• [Exercise description]: Turn the lines of the material below, from the line containing "Q: Identify a point on each instance of the church" through the line containing "[(233, 276)]", both included, into a Markdown table with the columns Row and Line. Skip blank lines, and number each kept line in the Row column.

--- Record extracts ---

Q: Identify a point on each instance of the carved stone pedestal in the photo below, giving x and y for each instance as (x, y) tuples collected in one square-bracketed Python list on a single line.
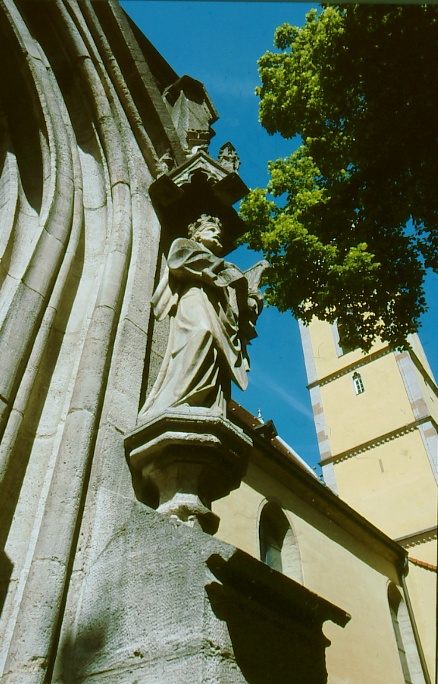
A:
[(182, 460)]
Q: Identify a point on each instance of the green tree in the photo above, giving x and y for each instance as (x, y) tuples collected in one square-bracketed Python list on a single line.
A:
[(349, 219)]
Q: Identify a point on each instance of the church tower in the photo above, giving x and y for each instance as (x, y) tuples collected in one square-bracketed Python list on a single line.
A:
[(376, 418)]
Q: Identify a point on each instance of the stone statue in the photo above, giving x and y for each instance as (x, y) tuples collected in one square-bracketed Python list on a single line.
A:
[(213, 307)]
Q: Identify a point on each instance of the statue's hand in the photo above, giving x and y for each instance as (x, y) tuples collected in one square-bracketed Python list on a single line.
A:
[(233, 276)]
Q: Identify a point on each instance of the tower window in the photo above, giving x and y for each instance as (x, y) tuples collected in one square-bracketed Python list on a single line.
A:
[(358, 383)]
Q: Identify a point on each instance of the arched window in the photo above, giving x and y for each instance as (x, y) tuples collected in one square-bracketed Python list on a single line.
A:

---

• [Reply]:
| Row | Line |
|---|---|
| 1 | Q: Identify a point on each instance of the church tower in the photo above, giving x and y for each instance as (x, y) tuples collected in one square-bracketed Python list on a single line. |
| 2 | A: |
| 3 | [(376, 418)] |
| 4 | Q: Identify a point on each instance of the stone statue in the photo above, giving x and y for each instance as (x, y) tuples collected in one square-bracketed Python list on a single line. |
| 5 | A: |
| 6 | [(213, 307)] |
| 7 | Q: Identify a point on each instance of the statue's hand in the photo above, giving x and y for each instance as (x, y) tuples collected in one square-bracketed Python list on a single line. |
| 8 | A: |
| 9 | [(233, 276)] |